*Exercise*.
Where the records below show a line containing "A point falls on each instance of the weed", start copying; end with the line containing "A point falls on each instance of the patch", and copy it too.

(Records drawn from a dataset)
======
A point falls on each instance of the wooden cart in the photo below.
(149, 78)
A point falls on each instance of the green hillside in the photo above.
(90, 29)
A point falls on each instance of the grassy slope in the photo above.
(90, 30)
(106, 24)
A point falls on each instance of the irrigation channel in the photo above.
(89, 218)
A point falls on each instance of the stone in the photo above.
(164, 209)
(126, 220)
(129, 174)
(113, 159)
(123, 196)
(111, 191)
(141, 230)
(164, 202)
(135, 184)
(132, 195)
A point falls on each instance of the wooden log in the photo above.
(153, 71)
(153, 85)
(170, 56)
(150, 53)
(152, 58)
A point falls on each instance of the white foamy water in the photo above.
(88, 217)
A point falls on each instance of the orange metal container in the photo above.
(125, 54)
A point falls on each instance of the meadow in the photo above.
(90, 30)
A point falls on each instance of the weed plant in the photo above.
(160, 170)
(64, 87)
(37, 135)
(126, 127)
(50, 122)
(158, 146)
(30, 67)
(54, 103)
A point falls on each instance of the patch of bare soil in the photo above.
======
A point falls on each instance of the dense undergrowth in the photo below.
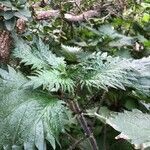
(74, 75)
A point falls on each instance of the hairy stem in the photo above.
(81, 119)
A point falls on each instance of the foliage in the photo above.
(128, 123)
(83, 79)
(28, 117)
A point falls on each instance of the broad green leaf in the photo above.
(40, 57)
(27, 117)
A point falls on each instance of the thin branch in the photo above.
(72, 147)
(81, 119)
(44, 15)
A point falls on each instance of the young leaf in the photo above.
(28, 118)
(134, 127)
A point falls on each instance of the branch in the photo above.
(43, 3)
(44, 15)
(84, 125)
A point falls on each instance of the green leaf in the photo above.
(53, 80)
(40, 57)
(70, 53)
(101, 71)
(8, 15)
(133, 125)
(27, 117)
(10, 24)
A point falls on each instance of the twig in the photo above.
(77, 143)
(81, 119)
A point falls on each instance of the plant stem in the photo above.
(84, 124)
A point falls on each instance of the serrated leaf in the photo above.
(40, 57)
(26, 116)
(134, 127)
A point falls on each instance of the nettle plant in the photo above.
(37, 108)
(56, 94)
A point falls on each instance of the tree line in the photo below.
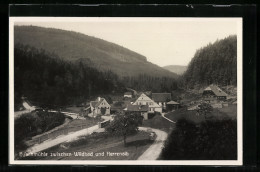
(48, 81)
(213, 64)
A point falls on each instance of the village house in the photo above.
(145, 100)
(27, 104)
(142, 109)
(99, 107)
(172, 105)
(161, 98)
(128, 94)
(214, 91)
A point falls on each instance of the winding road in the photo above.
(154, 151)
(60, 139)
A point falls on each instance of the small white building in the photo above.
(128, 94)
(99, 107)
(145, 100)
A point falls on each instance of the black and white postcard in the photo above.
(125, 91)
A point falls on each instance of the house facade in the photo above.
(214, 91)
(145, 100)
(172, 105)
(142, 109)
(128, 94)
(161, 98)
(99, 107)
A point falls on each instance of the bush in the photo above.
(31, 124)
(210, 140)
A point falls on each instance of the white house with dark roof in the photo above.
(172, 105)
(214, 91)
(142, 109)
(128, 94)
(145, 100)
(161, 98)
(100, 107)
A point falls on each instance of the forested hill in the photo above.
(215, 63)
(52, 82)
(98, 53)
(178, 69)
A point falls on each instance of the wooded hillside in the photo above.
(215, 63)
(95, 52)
======
*Answer*.
A point falls on each instance of the weed plant in the photo above.
(160, 170)
(64, 87)
(37, 135)
(126, 127)
(50, 122)
(158, 146)
(30, 67)
(54, 103)
A point falls on each instance of the patch of bare soil in the photo above.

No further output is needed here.